— start RECORDS —

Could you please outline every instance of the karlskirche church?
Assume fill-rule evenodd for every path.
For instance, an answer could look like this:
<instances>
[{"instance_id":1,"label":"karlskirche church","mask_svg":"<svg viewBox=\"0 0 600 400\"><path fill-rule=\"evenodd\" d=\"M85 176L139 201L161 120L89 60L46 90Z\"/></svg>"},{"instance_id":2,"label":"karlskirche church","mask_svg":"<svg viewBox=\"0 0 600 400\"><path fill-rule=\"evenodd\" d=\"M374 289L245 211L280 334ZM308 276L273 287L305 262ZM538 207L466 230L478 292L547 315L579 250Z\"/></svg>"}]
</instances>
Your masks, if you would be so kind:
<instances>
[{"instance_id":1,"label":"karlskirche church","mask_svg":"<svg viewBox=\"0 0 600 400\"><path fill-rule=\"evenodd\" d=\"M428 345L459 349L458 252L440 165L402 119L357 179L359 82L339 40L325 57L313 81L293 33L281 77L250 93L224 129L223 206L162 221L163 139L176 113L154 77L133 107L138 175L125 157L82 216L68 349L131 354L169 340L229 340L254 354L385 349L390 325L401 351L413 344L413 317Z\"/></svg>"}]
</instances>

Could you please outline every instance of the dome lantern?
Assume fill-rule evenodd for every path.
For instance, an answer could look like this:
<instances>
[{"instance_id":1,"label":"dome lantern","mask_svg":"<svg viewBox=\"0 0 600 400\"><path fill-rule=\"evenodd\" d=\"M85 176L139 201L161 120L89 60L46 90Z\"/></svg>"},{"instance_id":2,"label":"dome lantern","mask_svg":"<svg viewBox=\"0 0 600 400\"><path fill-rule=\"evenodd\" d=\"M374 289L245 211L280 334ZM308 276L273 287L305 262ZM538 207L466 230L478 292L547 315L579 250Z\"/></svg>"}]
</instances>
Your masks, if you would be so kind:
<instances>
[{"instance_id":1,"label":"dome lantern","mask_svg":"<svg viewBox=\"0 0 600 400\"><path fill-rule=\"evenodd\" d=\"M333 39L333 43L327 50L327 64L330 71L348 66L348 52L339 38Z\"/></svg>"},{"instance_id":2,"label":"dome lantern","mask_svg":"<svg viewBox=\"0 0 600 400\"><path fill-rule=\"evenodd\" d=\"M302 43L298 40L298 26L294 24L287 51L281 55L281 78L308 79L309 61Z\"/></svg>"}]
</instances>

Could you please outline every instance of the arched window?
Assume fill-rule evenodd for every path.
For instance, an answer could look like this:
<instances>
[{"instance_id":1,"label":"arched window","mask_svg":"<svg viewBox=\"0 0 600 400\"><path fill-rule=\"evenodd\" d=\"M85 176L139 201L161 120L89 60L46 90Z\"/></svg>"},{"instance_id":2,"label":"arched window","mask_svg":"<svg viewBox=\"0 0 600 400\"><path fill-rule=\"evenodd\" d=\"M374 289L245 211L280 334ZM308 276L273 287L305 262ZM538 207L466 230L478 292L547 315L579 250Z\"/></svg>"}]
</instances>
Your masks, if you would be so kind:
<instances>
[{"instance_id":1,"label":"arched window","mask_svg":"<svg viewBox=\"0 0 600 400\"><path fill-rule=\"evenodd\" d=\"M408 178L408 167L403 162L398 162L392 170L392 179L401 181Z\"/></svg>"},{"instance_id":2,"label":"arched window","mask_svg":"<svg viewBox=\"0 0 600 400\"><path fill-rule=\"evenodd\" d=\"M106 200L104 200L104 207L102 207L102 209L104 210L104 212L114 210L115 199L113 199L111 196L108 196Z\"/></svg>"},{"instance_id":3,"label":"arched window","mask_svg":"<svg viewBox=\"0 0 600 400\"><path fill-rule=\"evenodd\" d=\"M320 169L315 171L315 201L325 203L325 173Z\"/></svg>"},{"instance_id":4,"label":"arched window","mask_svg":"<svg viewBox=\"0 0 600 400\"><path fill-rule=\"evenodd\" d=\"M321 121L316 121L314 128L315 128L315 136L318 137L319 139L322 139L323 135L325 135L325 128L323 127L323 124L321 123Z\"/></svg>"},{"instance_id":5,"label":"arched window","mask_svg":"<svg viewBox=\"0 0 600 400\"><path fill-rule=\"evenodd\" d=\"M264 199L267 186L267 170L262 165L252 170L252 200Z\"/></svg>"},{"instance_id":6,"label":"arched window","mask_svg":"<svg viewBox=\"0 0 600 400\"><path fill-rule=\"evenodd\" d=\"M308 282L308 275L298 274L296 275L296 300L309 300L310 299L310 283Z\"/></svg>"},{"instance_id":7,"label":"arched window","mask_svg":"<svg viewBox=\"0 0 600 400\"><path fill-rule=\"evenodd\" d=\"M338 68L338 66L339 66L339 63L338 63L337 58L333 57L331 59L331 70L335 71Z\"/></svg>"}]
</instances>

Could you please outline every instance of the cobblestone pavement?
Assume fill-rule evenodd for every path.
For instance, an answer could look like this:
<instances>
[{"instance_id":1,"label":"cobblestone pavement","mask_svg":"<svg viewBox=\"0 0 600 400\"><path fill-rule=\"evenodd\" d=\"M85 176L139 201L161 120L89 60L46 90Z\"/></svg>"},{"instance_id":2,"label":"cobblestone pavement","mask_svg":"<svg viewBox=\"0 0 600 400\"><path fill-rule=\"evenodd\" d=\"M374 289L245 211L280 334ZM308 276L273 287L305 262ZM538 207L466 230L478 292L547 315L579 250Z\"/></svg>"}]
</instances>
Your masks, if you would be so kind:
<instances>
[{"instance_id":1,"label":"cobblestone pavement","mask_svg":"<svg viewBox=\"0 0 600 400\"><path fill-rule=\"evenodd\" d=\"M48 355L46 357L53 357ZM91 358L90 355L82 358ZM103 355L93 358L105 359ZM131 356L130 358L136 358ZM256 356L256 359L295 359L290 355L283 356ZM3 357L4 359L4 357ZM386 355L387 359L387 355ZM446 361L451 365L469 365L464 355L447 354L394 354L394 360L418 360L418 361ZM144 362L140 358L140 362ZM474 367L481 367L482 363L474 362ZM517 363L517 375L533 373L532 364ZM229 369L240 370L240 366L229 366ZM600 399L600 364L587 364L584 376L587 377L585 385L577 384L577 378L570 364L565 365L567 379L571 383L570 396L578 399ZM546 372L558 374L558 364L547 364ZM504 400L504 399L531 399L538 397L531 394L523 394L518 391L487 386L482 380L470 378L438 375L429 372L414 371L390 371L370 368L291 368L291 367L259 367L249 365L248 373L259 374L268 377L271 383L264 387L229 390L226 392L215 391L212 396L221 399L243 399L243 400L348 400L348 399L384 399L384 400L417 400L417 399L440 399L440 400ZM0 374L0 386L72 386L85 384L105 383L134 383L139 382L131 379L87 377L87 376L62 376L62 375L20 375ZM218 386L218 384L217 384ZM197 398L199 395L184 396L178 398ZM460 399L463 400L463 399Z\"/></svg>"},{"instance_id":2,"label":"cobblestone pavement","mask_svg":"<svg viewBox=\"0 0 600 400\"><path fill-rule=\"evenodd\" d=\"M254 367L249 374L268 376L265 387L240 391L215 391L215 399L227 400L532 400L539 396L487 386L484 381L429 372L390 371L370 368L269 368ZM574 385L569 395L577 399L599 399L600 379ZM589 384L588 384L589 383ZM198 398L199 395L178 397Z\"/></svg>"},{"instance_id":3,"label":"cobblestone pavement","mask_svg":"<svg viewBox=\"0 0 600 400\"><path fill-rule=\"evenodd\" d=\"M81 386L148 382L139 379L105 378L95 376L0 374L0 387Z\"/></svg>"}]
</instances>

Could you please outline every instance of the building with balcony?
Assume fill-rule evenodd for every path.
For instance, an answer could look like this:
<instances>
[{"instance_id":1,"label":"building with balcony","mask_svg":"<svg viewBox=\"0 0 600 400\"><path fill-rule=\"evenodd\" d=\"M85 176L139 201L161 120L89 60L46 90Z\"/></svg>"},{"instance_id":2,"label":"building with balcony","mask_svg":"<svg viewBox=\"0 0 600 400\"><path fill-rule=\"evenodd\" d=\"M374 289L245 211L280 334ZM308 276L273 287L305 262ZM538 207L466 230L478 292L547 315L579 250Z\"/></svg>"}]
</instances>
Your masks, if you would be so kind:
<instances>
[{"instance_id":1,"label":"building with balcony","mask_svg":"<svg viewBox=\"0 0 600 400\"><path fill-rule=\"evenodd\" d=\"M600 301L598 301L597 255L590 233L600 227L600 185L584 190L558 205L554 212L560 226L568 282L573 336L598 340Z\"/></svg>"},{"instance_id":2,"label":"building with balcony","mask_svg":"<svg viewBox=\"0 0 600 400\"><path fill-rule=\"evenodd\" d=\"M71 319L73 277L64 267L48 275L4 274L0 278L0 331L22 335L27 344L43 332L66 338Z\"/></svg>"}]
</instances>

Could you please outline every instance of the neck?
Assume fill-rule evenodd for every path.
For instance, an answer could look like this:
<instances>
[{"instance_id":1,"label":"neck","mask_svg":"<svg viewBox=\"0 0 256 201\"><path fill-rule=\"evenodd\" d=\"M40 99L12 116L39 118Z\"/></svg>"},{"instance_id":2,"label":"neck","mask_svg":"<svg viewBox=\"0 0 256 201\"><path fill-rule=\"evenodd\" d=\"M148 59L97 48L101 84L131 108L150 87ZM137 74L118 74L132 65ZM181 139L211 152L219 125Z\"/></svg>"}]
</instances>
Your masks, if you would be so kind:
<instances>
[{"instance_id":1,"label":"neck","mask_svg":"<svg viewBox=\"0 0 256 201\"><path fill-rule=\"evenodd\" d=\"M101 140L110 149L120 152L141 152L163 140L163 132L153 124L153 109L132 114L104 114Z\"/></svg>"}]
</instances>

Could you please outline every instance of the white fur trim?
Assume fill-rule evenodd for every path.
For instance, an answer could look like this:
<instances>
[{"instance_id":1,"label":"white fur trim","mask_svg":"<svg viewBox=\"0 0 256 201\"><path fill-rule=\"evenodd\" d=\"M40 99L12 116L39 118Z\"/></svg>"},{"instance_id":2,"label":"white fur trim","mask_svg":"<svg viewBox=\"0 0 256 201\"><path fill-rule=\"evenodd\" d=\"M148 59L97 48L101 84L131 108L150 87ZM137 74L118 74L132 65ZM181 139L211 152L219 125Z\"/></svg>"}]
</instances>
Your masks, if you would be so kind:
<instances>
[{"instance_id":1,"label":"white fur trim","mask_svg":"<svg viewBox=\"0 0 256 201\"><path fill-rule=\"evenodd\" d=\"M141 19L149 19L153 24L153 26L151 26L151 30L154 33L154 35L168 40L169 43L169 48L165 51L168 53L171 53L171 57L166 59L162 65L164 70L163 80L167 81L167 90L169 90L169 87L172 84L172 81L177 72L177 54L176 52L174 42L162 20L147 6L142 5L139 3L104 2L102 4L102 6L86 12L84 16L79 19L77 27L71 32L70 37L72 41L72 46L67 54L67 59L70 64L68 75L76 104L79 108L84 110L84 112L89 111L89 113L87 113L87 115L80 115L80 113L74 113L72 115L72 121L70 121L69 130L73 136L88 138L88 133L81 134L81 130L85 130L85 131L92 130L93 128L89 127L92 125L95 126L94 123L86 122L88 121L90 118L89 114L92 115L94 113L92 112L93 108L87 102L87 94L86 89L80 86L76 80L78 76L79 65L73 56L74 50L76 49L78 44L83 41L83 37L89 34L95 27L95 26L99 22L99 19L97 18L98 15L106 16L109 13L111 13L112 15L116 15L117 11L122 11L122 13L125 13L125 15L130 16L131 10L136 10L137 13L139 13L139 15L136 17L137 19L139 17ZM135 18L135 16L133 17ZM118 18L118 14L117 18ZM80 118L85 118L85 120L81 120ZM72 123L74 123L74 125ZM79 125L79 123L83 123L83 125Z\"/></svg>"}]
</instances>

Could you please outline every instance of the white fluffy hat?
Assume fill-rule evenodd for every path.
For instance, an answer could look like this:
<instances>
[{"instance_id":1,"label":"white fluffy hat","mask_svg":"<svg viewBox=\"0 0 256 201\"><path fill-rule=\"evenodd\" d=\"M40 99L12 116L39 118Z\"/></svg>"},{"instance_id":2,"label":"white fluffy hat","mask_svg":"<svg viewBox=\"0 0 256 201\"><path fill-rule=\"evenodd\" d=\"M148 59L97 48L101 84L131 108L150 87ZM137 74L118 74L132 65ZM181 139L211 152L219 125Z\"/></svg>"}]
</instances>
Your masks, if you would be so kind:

— end RECORDS —

DIRECTIONS: Select every line in the rows above that contains the word "karlskirche" and copy those lines. Match case exactly.

FINISHED EXERCISE:
Could you please outline every instance of the karlskirche church?
[{"instance_id":1,"label":"karlskirche church","mask_svg":"<svg viewBox=\"0 0 600 400\"><path fill-rule=\"evenodd\" d=\"M85 176L139 201L161 120L89 60L46 90Z\"/></svg>"},{"instance_id":2,"label":"karlskirche church","mask_svg":"<svg viewBox=\"0 0 600 400\"><path fill-rule=\"evenodd\" d=\"M374 289L245 211L280 334ZM308 276L273 287L305 262ZM538 207L466 230L478 292L547 315L579 250Z\"/></svg>"}]
[{"instance_id":1,"label":"karlskirche church","mask_svg":"<svg viewBox=\"0 0 600 400\"><path fill-rule=\"evenodd\" d=\"M428 345L459 349L458 252L440 165L402 119L357 179L359 82L339 40L325 57L313 81L293 33L281 77L250 93L224 129L223 206L162 221L163 139L176 113L154 77L133 107L138 175L125 157L82 216L68 349L131 354L169 340L229 340L254 354L385 349L390 325L401 351L413 344L413 317Z\"/></svg>"}]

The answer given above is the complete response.